— Begin —
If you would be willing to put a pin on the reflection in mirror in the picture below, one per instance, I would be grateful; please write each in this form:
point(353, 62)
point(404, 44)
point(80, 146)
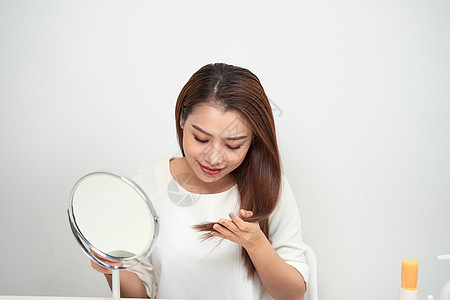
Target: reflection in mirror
point(111, 217)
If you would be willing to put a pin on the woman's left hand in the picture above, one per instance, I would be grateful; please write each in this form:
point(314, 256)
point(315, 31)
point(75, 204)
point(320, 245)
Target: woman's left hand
point(246, 234)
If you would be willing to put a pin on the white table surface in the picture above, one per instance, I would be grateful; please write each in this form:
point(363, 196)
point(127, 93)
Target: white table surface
point(53, 298)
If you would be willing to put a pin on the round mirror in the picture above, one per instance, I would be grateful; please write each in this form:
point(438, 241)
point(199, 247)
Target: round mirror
point(111, 217)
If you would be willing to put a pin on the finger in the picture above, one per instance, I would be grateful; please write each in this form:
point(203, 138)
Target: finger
point(246, 213)
point(229, 225)
point(224, 231)
point(238, 221)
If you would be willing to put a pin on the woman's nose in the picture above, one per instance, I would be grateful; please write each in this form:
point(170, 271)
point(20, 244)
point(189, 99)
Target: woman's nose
point(214, 156)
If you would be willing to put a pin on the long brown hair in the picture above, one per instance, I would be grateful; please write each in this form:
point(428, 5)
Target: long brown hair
point(258, 177)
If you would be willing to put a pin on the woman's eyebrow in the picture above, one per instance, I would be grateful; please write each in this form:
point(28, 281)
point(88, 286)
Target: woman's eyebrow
point(234, 138)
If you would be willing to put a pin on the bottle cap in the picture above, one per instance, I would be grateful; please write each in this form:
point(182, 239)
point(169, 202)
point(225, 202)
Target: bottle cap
point(410, 270)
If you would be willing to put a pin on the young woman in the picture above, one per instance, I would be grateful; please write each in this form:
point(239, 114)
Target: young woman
point(229, 224)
— End —
Could you repeat every row above word for word, leaving out the picture?

- SOLUTION TO THE PROBLEM
If you would be willing to put a pin on the reflection in mirror in the picture below, one per instance, I would be grateful; please write each in this form:
point(353, 62)
point(404, 44)
point(80, 146)
Target: reflection in mirror
point(111, 217)
If you would be willing to put a pin on the woman's left hand in the picture above, one per instance, I would be grateful; please write each in this form:
point(314, 256)
point(315, 31)
point(75, 204)
point(320, 245)
Target: woman's left hand
point(246, 234)
If you would be willing to put a pin on the white table surface in the picture above, one per instance, I would be grateful; please write each in this form:
point(363, 196)
point(127, 93)
Target: white table surface
point(53, 298)
If you would be willing to put a pin on the round mirror in the picture above, one per instance, I would be grateful; please write each in this form:
point(438, 241)
point(199, 247)
Target: round mirror
point(111, 217)
If you would be willing to put a pin on the finger in the picture above, one per instance, I would be grateful; please write each in this form:
point(203, 138)
Target: finger
point(246, 213)
point(229, 225)
point(224, 231)
point(238, 221)
If you would be willing to put a pin on the woman's nose in the picture above, one per instance, I would be grateful; please write each in this form:
point(170, 271)
point(20, 244)
point(189, 99)
Target: woman's nose
point(214, 156)
If you would be willing to put a pin on the long brown hair in the picture above, one per instance, I would be grateful; please write each in this form:
point(428, 5)
Target: long brown hair
point(258, 177)
If you would be willing to put a pin on the woman's eyebrow in the picture above, one per instance, I would be grateful; please write each in this form:
point(28, 281)
point(88, 286)
Target: woman's eyebrow
point(234, 138)
If you would be willing to put a pin on the bottle cap in the picture above, one per instance, I would be grateful; please write each in this form:
point(182, 239)
point(169, 202)
point(225, 202)
Target: bottle cap
point(410, 270)
If you would be willing to put a pin on the young woman in the picture above, one per instance, I would be grateful; please write each in this form:
point(239, 114)
Target: young woman
point(229, 224)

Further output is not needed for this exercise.